WHAT TO WORK ON: Show each line of the listing below that contains the word "turbine", copied in full.

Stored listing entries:
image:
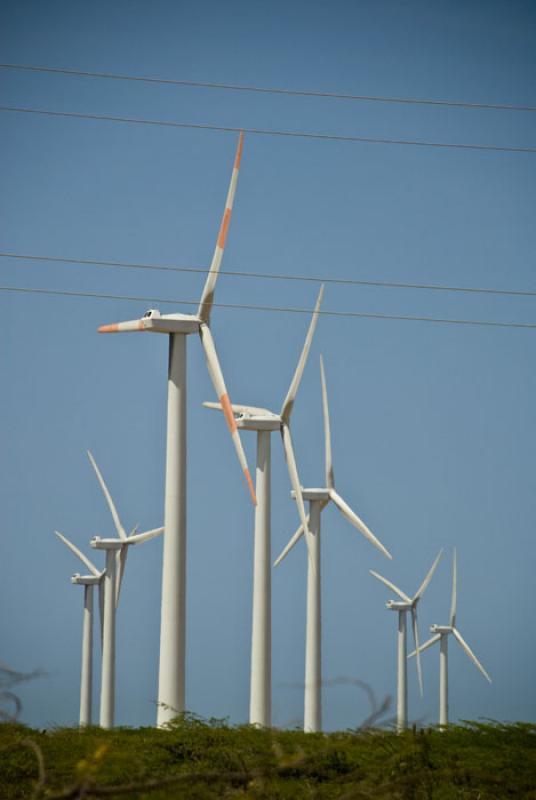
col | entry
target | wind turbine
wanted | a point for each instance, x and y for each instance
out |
(116, 556)
(264, 422)
(88, 582)
(178, 326)
(403, 606)
(441, 634)
(318, 500)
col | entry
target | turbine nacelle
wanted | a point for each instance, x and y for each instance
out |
(314, 494)
(155, 322)
(106, 544)
(251, 422)
(85, 580)
(398, 605)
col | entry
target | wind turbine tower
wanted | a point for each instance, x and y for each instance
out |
(171, 679)
(318, 500)
(86, 672)
(116, 555)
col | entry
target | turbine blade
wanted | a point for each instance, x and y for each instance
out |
(238, 409)
(115, 516)
(138, 538)
(454, 591)
(435, 638)
(420, 591)
(207, 298)
(122, 327)
(290, 544)
(330, 480)
(391, 586)
(288, 403)
(216, 376)
(417, 648)
(84, 559)
(470, 653)
(293, 474)
(358, 523)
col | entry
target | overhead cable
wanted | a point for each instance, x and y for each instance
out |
(267, 131)
(277, 309)
(269, 90)
(272, 276)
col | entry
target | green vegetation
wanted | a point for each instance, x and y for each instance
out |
(198, 759)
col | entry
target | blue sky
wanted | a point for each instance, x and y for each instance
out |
(433, 425)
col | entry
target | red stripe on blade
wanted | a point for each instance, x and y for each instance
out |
(222, 236)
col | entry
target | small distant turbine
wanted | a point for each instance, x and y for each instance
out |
(116, 556)
(88, 582)
(406, 604)
(318, 500)
(441, 634)
(264, 422)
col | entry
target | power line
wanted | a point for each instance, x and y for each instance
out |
(278, 309)
(273, 276)
(267, 131)
(270, 90)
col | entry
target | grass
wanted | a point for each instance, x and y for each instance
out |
(197, 759)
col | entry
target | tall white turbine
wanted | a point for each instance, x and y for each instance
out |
(318, 500)
(441, 634)
(88, 582)
(264, 422)
(403, 606)
(171, 681)
(116, 556)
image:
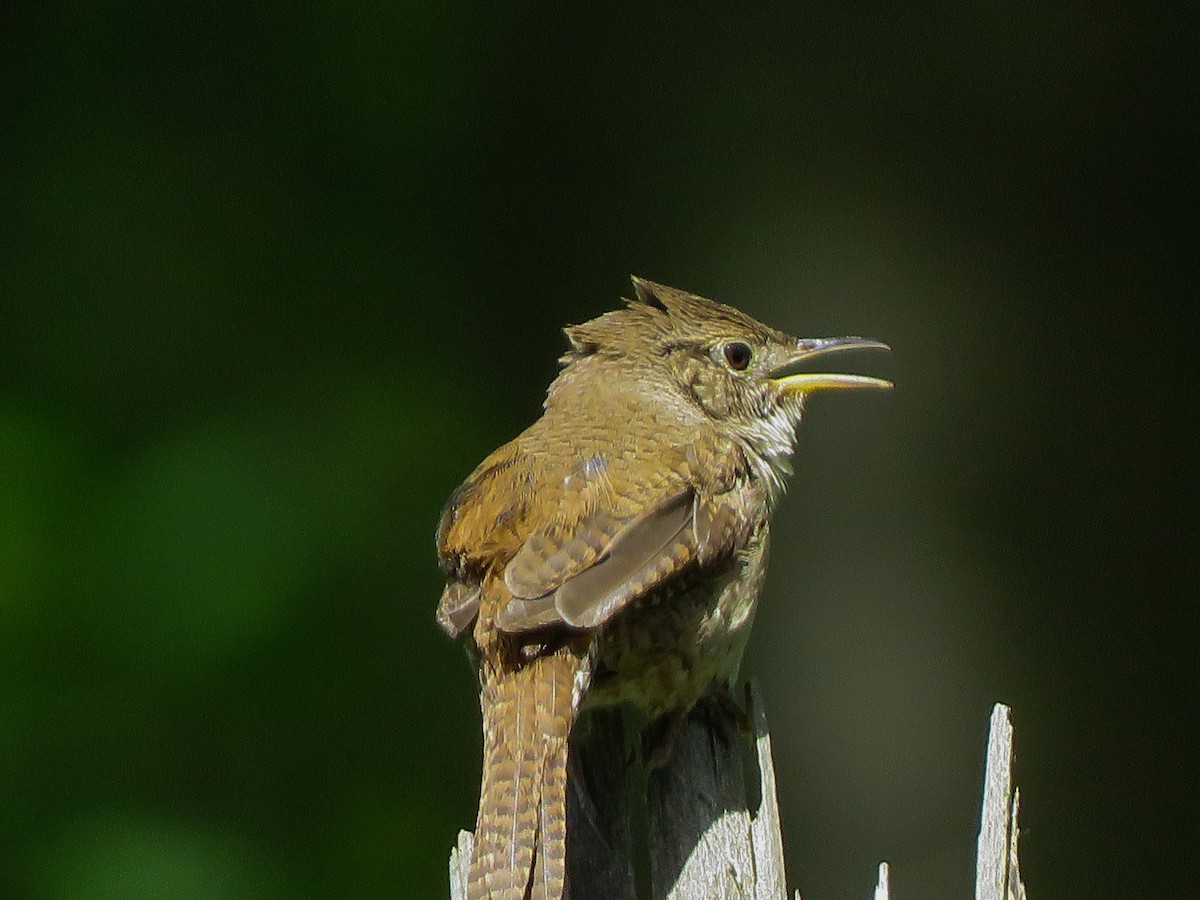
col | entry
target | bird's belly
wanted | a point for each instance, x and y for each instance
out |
(664, 652)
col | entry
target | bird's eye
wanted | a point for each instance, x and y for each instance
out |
(738, 354)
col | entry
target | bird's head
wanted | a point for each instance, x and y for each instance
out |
(711, 358)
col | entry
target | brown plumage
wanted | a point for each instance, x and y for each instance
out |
(616, 549)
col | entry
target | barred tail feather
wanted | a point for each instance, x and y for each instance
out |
(521, 831)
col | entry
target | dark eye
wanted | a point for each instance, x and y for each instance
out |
(738, 355)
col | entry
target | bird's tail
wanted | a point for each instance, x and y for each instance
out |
(521, 832)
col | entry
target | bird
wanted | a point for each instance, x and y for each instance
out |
(613, 552)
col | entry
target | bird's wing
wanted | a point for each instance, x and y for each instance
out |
(478, 522)
(617, 537)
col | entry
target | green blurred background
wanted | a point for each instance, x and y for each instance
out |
(275, 279)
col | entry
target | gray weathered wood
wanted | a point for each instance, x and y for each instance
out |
(460, 865)
(708, 838)
(997, 874)
(701, 833)
(882, 887)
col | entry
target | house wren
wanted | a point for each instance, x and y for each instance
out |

RESPONSE TO THIS EXERCISE:
target | wind turbine
target | turbine nacelle
target | wind turbine tower
target | turbine blade
target | small distant turbine
target | tall white turbine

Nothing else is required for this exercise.